Texto extraído:
+ + + +
No hay nada más difícil en esta vida que aprender a desaparecer.
El confinamiento no sólo nos ha hecho desaparecer de las calles, que hoy lucen preciosas sin el componente humano y la aglomeración, sino que nos ha condenado también a una desaparición en el ámbito social.
Hoy la gran mayoría de la población no tiene necesidad de vestirse, de maquillarse, ni de prepararse para salir y ser visto.
Y esta transparencia doméstica a la que nos ha obligado la pandemia, resulta relajante para algunos, (esos que disfrutan de un espacio en blanco entre tanto colorido) y sumamente estresante para otros.
No han sido pocos los que se han volcado a las redes sociales como locos, a hacer lo que sea, con tal de no desaparecer de la mirada externa; y son esas personas para los que la atención, resulta ser tan adictiva como la heroina.
Muchos se han aficionado a plataformas como tik tok o Instagram y han comenzado a subir historias de todo tipo, con la excusa de mantener entretenidas a las masas o vigente su imagen de persona pública.
Algunos han decido exponer su confinamiento familiar, sus pijamas de pandemia y demás intimidades, con la intención de entretener a la gente y evitar que se aburra.
Pero uno se queda dudando, si es en realidad la gente lo que de verdad les importa.
Si te empeñas en investigar un poco, existen exposiciones en este confinamiento para todos los gustos.
Personalmente, considero a la gente con capacidad para la invisibilidad como a gente especial.
Volverse invisible es un arte que no maneja la mayoría de las personas y cuando tienes la oportunidad de estar con alguien así, sientes que presencias un milagro.
Esta pandemia nos ha traído mucho sufrimiento por las personas enfermas, pero también nos ha dado la oportunidad de hacer muchos descubrimientos personales. No todos agradables, pero todos provechosos.
Este es un tiempo de invisibilidad profunda, de mascarillas que cubren la mayor parte de nuestro rostro, de distancias obligatorias, silenciosas y temerosas del contagio y del otro.
Pero la invisibilidad a la que yo me refiero, poco tiene que ver con el cuidado y con la preservación de la salud propia. No es una invisibilidad que me protege, sino una que se entrega.
Este otro tipo de invisibilidad abarca y no separa. Es una invisibilidad que tiene que ver con el desapego del yo y del mi.
Desgraciadamente, no todo son cacerolas y agradecimientos a las 8 de la tarde. Y los mismos que golpean eufóricos las cacerolas a una hora, a la siguiente y con la misma mano, redactan una carta al personal sanitario que vive en el edificio, solicitándole que se mude para no poner en riesgo al resto de propietarios.
Hay mascarillas que ocultan una gran miseria humana y que seguramente prevengan el contagio del coronavirus, pero no ayuden a dejar de ser una persona de mierda.
Y es que se nos está yendo mucha gente buena, generosa, entregada, invisible. Y nos quedan muchos sanos, llenos de gel desinfectante, mascarillas de protección triple A, cristales de coche anti Coronavirus y corazones de piedra.
Quedan muchos sanos, pero podridos.
He oído a muchos que se dicen religiosos hablar del Apocalipsis y de Purificaciones, con cara de piedra y sin quitarse la mascarilla.
¿Qué significa «purificar» para un hombre verdaderamente religioso?
Algunos consideran a la purificación como a ese consagrarse dentro del grupo del pueblo elegido; se purifica el mundo cuando mueren todos menos yo y los míos.
Pero para aquel capaz de hacerse invisible, la verdadera purificación empieza por casa.
La purificación para el verdadero santo, no tiene forma de pueblo elegido, ni de plaga, ni de arca, sino de cruz.
+ + + +
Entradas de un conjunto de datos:
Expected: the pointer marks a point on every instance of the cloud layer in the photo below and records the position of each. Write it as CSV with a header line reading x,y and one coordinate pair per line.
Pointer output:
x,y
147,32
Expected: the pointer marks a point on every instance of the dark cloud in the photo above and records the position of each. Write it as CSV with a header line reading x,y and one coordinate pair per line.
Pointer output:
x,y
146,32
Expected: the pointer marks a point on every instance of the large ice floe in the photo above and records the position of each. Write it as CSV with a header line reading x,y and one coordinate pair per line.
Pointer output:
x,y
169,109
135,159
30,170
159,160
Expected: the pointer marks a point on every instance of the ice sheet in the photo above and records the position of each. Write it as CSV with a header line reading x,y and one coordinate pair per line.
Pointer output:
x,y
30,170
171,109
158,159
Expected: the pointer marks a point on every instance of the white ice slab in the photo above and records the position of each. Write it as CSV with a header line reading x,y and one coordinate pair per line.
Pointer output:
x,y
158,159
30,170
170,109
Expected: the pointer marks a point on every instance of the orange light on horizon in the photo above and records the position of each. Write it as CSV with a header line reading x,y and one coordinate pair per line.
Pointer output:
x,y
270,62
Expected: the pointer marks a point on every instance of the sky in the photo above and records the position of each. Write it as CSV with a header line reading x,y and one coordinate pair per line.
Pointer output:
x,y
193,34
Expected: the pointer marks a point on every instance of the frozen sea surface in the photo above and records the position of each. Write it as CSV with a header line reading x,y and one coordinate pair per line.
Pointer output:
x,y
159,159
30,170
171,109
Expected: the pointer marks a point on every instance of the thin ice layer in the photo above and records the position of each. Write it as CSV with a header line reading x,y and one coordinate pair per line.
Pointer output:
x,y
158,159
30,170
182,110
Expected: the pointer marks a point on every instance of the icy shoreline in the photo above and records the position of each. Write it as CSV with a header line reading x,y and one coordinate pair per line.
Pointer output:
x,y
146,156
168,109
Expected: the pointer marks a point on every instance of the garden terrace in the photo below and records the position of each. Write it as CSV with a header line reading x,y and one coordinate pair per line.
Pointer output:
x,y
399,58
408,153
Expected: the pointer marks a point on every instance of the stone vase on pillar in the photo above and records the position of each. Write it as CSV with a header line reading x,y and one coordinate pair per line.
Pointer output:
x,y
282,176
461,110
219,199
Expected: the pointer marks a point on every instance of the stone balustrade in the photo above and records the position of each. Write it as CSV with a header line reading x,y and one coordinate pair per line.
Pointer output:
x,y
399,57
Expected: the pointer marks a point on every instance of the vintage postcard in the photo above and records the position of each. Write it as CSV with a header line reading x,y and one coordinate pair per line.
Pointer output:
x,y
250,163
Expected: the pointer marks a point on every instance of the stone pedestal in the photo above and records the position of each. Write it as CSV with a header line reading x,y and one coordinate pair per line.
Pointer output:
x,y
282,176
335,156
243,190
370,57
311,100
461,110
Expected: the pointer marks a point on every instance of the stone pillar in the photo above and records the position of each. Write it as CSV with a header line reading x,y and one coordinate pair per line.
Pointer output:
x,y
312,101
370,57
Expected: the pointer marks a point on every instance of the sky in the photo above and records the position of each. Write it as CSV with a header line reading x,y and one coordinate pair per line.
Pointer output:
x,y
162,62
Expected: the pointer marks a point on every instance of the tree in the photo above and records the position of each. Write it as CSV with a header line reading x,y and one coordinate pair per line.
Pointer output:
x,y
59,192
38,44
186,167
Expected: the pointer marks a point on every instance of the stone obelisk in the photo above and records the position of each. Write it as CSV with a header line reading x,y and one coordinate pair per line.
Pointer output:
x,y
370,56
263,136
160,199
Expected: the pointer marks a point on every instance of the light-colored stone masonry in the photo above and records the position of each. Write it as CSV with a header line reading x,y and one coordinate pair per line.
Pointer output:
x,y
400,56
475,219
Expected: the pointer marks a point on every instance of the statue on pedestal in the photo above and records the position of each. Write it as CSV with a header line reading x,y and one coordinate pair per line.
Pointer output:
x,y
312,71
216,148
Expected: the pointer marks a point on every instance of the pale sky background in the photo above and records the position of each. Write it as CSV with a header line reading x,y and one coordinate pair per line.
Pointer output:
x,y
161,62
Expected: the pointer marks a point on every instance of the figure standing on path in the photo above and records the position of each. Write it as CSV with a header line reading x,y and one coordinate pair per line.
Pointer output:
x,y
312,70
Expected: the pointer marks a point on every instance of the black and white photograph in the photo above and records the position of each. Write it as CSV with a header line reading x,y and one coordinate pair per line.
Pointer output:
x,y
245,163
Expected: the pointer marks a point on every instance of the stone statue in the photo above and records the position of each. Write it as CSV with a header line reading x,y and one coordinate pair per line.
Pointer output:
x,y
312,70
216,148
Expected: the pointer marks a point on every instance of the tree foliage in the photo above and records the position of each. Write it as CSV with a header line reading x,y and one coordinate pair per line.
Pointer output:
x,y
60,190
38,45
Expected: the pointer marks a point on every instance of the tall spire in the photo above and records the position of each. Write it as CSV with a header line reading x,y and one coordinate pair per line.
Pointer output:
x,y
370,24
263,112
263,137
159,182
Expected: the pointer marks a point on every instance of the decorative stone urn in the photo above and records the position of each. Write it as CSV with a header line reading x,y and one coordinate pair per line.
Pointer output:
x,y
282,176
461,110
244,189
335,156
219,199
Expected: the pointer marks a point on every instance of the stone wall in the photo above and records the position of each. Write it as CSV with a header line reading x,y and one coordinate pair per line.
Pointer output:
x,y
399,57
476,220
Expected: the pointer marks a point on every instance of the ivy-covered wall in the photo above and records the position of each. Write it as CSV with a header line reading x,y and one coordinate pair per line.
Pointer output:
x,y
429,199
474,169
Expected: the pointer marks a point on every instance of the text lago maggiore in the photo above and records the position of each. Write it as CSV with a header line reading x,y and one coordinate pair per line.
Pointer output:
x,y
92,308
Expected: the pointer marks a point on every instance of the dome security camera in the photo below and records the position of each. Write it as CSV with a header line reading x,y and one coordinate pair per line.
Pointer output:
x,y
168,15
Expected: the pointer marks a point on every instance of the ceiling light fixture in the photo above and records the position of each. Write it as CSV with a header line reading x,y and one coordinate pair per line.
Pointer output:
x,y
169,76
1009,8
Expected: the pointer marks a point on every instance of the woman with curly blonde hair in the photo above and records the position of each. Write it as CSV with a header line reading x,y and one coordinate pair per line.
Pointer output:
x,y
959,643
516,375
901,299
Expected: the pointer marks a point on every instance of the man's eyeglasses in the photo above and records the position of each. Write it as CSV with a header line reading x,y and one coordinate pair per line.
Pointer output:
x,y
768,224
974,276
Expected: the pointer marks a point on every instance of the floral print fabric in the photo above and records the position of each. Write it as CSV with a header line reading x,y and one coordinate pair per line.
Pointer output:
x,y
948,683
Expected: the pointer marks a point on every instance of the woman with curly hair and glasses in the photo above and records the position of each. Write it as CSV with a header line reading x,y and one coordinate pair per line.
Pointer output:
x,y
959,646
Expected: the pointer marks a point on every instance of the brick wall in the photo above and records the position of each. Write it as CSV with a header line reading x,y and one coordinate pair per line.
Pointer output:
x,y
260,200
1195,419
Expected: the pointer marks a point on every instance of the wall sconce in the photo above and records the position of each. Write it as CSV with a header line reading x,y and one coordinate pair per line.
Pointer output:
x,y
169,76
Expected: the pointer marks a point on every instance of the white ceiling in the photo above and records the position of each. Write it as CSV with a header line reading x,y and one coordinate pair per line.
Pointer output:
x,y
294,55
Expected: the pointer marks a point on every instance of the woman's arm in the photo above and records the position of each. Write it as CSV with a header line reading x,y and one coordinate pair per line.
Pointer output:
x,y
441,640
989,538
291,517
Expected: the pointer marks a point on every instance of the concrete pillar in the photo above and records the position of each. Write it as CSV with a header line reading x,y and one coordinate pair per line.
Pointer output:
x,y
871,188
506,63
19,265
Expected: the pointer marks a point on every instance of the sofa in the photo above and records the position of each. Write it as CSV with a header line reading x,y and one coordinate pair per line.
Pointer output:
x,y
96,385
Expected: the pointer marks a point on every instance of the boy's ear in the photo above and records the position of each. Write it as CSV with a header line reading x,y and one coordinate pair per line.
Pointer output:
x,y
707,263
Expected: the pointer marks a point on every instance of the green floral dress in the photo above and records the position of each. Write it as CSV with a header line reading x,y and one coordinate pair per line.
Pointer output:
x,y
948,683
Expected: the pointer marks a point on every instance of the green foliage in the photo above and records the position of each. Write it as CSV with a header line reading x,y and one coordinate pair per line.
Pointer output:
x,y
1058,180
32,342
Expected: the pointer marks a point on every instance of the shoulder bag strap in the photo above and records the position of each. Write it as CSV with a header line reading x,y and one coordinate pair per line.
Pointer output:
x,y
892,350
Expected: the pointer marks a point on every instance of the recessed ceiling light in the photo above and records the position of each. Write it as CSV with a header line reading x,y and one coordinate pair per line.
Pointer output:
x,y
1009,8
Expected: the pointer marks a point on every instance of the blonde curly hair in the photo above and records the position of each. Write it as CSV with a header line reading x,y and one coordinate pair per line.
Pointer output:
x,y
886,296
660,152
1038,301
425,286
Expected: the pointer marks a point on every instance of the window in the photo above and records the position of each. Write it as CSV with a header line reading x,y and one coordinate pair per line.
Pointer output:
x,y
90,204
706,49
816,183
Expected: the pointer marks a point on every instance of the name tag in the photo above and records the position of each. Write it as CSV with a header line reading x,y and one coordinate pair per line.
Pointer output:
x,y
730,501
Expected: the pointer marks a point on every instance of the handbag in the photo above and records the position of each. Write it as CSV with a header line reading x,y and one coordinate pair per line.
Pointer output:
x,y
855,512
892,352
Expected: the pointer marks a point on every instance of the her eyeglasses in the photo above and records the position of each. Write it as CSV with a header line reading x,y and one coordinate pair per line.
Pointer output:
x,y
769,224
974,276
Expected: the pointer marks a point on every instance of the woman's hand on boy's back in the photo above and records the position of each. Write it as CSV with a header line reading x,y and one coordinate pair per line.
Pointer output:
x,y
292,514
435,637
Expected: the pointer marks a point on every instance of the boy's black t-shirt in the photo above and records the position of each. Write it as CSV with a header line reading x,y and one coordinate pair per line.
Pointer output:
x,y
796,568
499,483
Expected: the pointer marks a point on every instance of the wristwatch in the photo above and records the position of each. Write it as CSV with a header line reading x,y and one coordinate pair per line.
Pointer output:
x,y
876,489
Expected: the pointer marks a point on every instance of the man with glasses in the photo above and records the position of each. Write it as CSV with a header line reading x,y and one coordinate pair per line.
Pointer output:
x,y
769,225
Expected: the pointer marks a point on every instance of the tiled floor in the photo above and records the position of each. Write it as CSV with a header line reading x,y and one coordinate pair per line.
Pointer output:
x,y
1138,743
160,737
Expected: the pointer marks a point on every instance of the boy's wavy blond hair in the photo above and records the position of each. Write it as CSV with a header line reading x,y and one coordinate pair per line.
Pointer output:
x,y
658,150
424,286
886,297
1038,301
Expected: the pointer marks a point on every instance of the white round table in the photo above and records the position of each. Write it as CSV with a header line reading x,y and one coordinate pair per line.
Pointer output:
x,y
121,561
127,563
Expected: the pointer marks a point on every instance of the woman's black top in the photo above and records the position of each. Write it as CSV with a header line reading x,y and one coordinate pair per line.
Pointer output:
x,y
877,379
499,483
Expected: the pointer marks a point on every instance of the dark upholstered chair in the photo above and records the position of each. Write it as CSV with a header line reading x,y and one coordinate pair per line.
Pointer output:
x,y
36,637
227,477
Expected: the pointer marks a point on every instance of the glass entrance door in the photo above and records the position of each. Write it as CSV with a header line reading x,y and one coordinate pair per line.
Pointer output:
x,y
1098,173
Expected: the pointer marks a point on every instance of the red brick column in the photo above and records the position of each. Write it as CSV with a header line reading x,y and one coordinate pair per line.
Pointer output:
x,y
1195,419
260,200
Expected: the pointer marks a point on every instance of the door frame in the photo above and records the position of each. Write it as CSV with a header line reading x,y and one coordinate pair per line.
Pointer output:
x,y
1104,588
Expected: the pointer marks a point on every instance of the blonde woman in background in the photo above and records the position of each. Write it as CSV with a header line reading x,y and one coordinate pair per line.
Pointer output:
+ + + +
Consigna:
Copia sin cambios el pasaje del texto sobre la invisibilidad en la pandemia que va desde "Esta pandemia nos" hasta "yo y del mi.".

Respuesta:
Esta pandemia nos ha traído mucho sufrimiento por las personas enfermas, pero también nos ha dado la oportunidad de hacer muchos descubrimientos personales. No todos agradables, pero todos provechosos.
Este es un tiempo de invisibilidad profunda, de mascarillas que cubren la mayor parte de nuestro rostro, de distancias obligatorias, silenciosas y temerosas del contagio y del otro.
Pero la invisibilidad a la que yo me refiero, poco tiene que ver con el cuidado y con la preservación de la salud propia. No es una invisibilidad que me protege, sino una que se entrega.
Este otro tipo de invisibilidad abarca y no separa. Es una invisibilidad que tiene que ver con el desapego del yo y del mi.